Prompt: Output, word for word, every line from the line with "the black shorts." through the final line of the data below.

[Point labeling dataset excerpts]
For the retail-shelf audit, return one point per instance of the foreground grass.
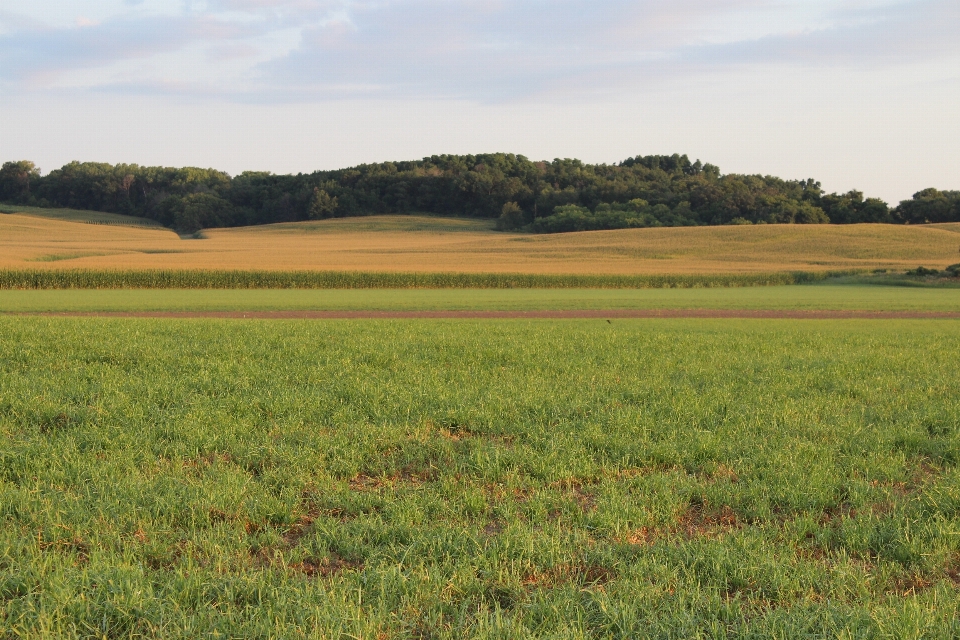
(448, 479)
(846, 297)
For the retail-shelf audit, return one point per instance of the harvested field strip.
(195, 279)
(811, 297)
(401, 244)
(805, 314)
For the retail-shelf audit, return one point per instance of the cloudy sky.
(856, 93)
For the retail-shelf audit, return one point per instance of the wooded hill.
(563, 195)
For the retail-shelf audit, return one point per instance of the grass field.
(425, 244)
(813, 297)
(451, 479)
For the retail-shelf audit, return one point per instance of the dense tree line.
(563, 195)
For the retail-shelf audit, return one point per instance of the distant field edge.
(197, 279)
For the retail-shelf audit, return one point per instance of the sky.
(859, 94)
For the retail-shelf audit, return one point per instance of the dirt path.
(548, 314)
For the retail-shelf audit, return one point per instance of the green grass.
(196, 279)
(80, 215)
(811, 297)
(452, 479)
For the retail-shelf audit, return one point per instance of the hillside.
(430, 244)
(544, 197)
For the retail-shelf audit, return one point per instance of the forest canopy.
(542, 197)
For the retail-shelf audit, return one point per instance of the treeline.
(544, 197)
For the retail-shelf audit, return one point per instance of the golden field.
(430, 244)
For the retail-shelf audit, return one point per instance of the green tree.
(511, 217)
(322, 205)
(15, 178)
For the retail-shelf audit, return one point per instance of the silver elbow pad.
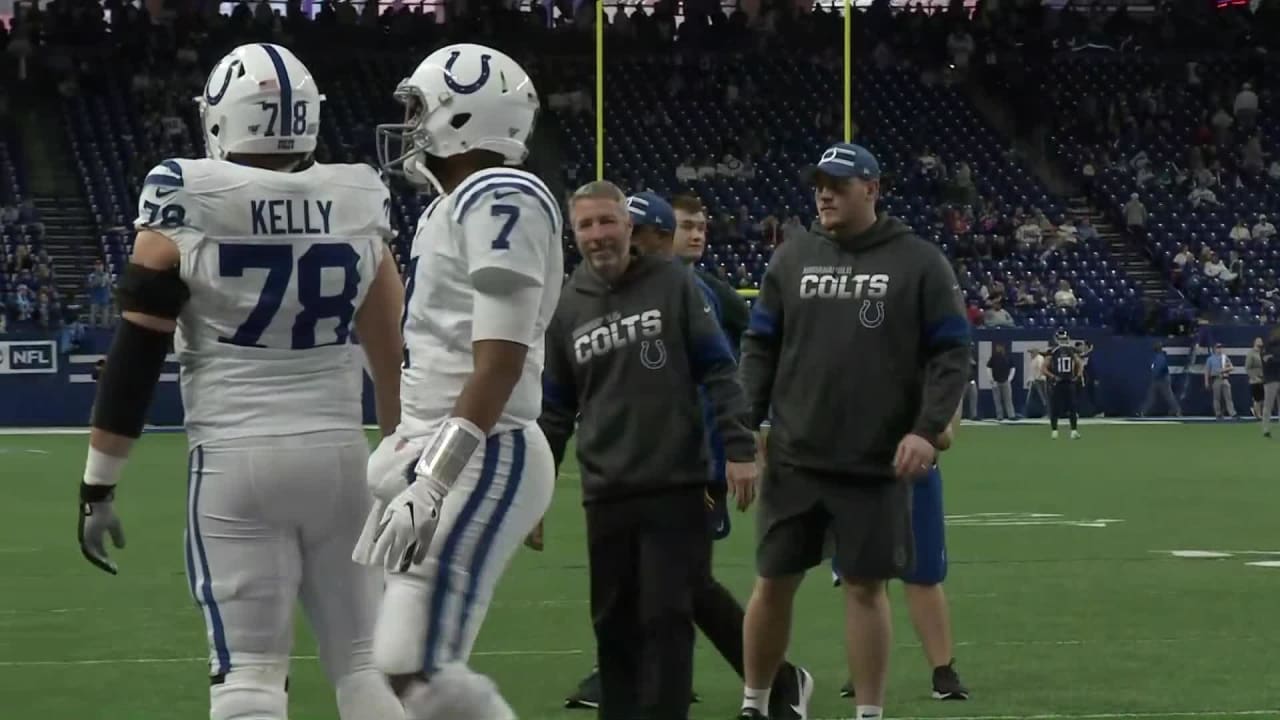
(449, 451)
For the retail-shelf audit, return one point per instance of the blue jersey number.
(1065, 364)
(278, 263)
(410, 283)
(512, 214)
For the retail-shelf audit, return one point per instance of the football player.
(261, 260)
(1064, 370)
(467, 473)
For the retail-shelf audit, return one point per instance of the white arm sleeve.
(511, 317)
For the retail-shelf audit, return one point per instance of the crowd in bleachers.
(27, 291)
(732, 106)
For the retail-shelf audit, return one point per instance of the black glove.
(96, 520)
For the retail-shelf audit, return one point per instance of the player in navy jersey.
(1064, 372)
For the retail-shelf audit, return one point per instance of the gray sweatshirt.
(626, 360)
(854, 343)
(1253, 365)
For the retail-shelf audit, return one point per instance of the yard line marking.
(292, 657)
(1096, 715)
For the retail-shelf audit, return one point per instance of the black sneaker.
(792, 703)
(588, 693)
(946, 683)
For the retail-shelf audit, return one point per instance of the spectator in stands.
(45, 310)
(30, 218)
(1215, 268)
(24, 302)
(1247, 108)
(1253, 370)
(1136, 215)
(1240, 233)
(1252, 162)
(100, 306)
(1217, 381)
(1000, 369)
(1084, 229)
(1161, 384)
(1202, 196)
(996, 317)
(707, 168)
(974, 313)
(1264, 229)
(1036, 383)
(1028, 236)
(1065, 296)
(1221, 123)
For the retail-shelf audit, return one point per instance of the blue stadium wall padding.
(60, 392)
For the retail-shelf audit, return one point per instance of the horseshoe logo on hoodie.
(865, 317)
(654, 359)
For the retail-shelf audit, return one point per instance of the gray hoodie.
(627, 360)
(853, 343)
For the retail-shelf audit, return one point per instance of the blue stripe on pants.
(490, 531)
(449, 551)
(206, 584)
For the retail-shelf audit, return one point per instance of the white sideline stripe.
(292, 657)
(1092, 715)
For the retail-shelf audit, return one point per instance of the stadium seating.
(1173, 220)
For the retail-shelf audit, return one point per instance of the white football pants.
(272, 520)
(432, 614)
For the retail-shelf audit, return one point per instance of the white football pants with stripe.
(270, 522)
(432, 614)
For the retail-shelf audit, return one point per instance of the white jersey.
(278, 264)
(501, 226)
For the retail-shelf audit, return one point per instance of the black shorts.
(1063, 399)
(871, 522)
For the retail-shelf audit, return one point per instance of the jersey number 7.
(278, 263)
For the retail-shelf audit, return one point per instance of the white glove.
(407, 524)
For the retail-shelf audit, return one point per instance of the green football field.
(1066, 598)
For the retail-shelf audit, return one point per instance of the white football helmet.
(260, 99)
(461, 98)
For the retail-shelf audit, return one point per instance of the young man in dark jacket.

Response:
For the retail-shelf audit, return one point per instance of the black shorts.
(1063, 399)
(871, 522)
For the retail-shelf audit, return one point per instance of the jersey number 7.
(278, 263)
For the retail-shelf audit, return one point per instance of the white glove.
(407, 524)
For the retail-shelf audit, return one point per instance of the green football field.
(1066, 598)
For the retail-shelf audit, return one point per instance of the white football helmet.
(260, 99)
(461, 98)
For the retail-shelf audit, return one point per instance of the young man in dark jacket.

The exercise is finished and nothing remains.